--- BEGIN Extracted text ---

Self-appointed library monitors

Someone is shocked and hurt in Halifax.

“Shocked and hurt” is how Alicia Frederick says she felt when she learned about a new book purchased by Halifax Public Libraries.

Public libraries buy a lot of books. It’s not really a worthwhile project to try to monitor their purchases for what makes you, Random Person, shocked and hurt. Libraries don’t and can’t filter their acquisition process according to what might possibly make someone feel shocked and hurt.

The library currently owns two copies of the book by Abigail Shrier, called Irreversible Damage: The Transgender Craze Seducing Our Daughters. As of this writing, 21 people have it on hold. The book’s description on the library website says:

Unsuspecting parents are awakening to find their daughters in thrall to hip trans YouTube stars and “gender-affirming” educators.

We’re supposed to think that’s stupid and wrong. Go take another look at “Elliot” Page to see how stupid and wrong it isn’t.

On March 17, Nicole Nascimento, another mother of a trans child, expressed concern about the book in a Facebook post, and linked to a letter* written by Elm Klemic, who had addressed it to the Ottawa Public Library, asking that library to not include the book in its collection.

The letter says that the book “has the potential to cause great harm.” It cites statistics on the high levels of harassment and violence trans youth report, as well as the alarming percentage of those who have made at least one suicide attempt.

--- END Extracted text ---

▸ Exercise instructions
1: Using the piece on self-appointed library monitors, explain in one to three sentences why the author calls it not worthwhile to monitor library purchases for what makes someone shocked and hurt.
2: Condense the paragraph in the piece on self-appointed library monitors that begins "On March 17, Nicole Nascimento" into a short list, keeping its main facts.
3: Print the stretch of the piece on self-appointed library monitors from "Self-appointed library monitors" through "Halifax Public Libraries.", matching the original word for word.
The data after this point have no role in these tasks.

--- BEGIN Extracted entries ---

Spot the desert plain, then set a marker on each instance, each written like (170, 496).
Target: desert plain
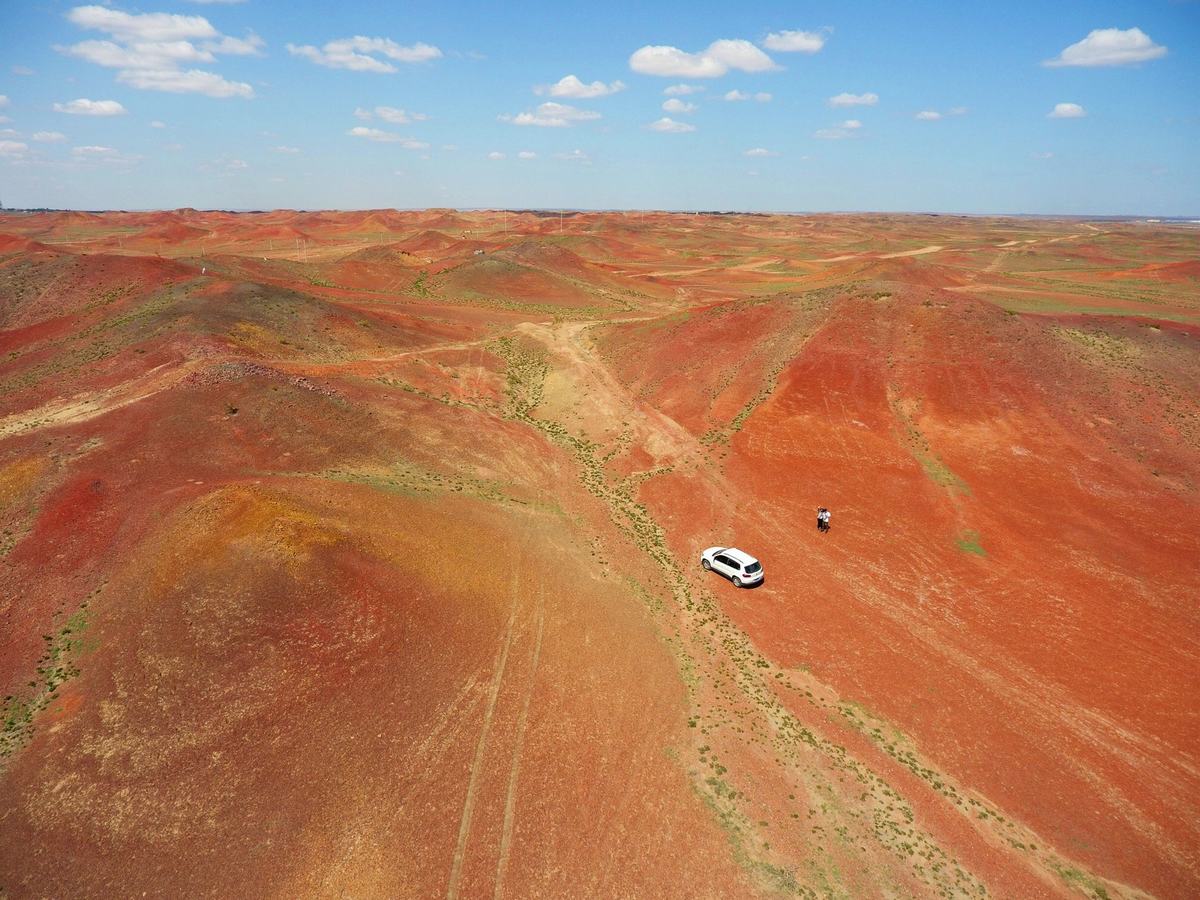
(358, 555)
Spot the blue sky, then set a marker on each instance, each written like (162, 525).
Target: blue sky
(945, 107)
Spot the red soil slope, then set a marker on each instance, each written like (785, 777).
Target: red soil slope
(339, 559)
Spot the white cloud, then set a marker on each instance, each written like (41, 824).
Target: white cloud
(145, 27)
(250, 46)
(364, 54)
(840, 132)
(712, 63)
(151, 48)
(855, 100)
(390, 114)
(387, 137)
(571, 87)
(1067, 111)
(1110, 47)
(670, 126)
(738, 96)
(193, 81)
(94, 154)
(163, 54)
(796, 41)
(552, 115)
(90, 107)
(677, 106)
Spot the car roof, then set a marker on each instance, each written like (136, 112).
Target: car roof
(735, 553)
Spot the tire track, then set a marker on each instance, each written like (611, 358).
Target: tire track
(477, 766)
(502, 863)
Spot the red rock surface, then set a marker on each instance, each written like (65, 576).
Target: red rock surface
(339, 558)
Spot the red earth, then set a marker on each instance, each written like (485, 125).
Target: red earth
(357, 553)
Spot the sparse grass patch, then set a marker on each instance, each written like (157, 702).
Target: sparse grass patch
(969, 543)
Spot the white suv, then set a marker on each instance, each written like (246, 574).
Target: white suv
(739, 568)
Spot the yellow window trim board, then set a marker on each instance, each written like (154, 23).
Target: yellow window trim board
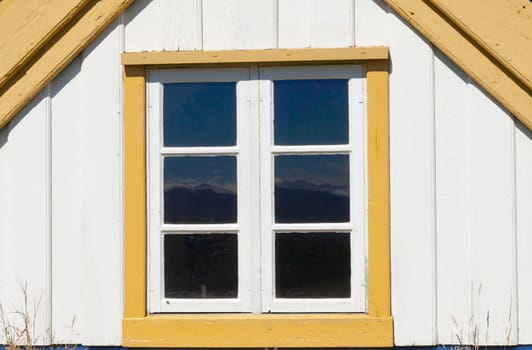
(374, 329)
(49, 35)
(489, 39)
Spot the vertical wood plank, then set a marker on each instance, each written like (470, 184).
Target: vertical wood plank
(4, 214)
(331, 23)
(135, 192)
(453, 203)
(371, 23)
(25, 220)
(378, 189)
(66, 205)
(294, 22)
(412, 186)
(159, 25)
(524, 230)
(219, 24)
(102, 240)
(494, 300)
(316, 23)
(181, 25)
(256, 24)
(143, 26)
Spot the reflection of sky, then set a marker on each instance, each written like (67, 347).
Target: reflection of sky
(200, 114)
(192, 172)
(311, 112)
(329, 172)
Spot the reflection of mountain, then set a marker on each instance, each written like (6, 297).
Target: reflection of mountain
(202, 204)
(304, 202)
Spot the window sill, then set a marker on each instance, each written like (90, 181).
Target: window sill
(271, 330)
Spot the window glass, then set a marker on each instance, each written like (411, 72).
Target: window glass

--- END Extracted entries ---

▸ Answers in order
1: Public libraries buy a lot of books, and they don't and can't filter their acquisitions according to what might make someone feel shocked and hurt.

2:
- March 17: Nicole Nascimento, another mother of a trans child, expressed concern about the book in a Facebook post.
- The post linked to a letter by Elm Klemic.
- Klemic had addressed the letter to the Ottawa Public Library, asking it not to include the book in its collection.

3:
Self-appointed library monitors

Someone is shocked and hurt in Halifax.

“Shocked and hurt” is how Alicia Frederick says she felt when she learned about a new book purchased by Halifax Public Libraries.